EXERCISE » In your copy of the listing below, reproduce each word exactly and include no pictures.

☆ ☆ ☆

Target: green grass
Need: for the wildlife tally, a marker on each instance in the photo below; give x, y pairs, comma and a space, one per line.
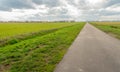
112, 28
40, 53
13, 29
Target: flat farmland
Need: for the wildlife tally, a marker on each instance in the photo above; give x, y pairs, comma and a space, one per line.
112, 28
13, 29
39, 51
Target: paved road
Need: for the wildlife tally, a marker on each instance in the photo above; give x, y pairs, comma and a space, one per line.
92, 51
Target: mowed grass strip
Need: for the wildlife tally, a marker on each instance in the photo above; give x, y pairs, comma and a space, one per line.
112, 28
13, 29
19, 38
40, 54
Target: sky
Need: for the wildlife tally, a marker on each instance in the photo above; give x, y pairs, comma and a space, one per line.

☆ ☆ ☆

SOLVED PROBLEM »
Target: green grass
Need: for the wildlife tally, a marker on each instance in the photo below; give x, y pairs, comma and a space, one per line.
112, 28
40, 53
13, 29
Target: flat farmland
Need: for the wildlife tally, a marker on each instance in the photo above; give x, y pairs, comma and a space, one per line.
112, 28
13, 29
39, 51
Target: paved road
Need: for the wildlife tally, a marker on each instance in the photo above; give x, y pairs, comma and a space, one per line.
92, 51
Target: mowed grass strip
Need: for the wildlife tally, a marker on each instance in the photo above; give x, y pairs, comma and a space, one per line.
112, 28
13, 29
19, 38
40, 54
Target: sky
Need: for the wildlife tally, a marker on each instance in the photo above; give x, y pairs, comma and a space, one per line.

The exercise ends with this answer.